INSTRUCTION:
Render the entries below as a two-column CSV with the headers "request" and "answer," one row per entry. Put each entry's text and its answer in a single quoted field, replace line breaks with spaces, and omit the pictures.

(Data records)

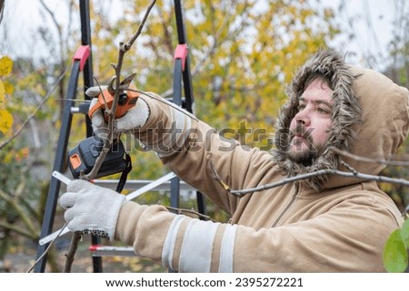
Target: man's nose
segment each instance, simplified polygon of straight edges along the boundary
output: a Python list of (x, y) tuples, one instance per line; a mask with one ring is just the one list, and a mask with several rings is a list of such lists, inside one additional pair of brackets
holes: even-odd
[(311, 118), (308, 111), (306, 109), (304, 109), (294, 116), (295, 121), (297, 124), (303, 124), (304, 126), (309, 126), (311, 122)]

EXPECTED ANSWER:
request,answer
"Target: man's nose segment each instance, simplified polygon of straight edges along the boundary output: a Python list of (x, y) tuples, one instance per line; a mask with one ring is just the one list, and a mask with several rings is a list of such lists, inside one additional pair of brackets holes: even-odd","[(311, 118), (308, 111), (306, 109), (304, 109), (294, 116), (295, 121), (297, 124), (303, 124), (304, 126), (309, 126), (311, 122)]"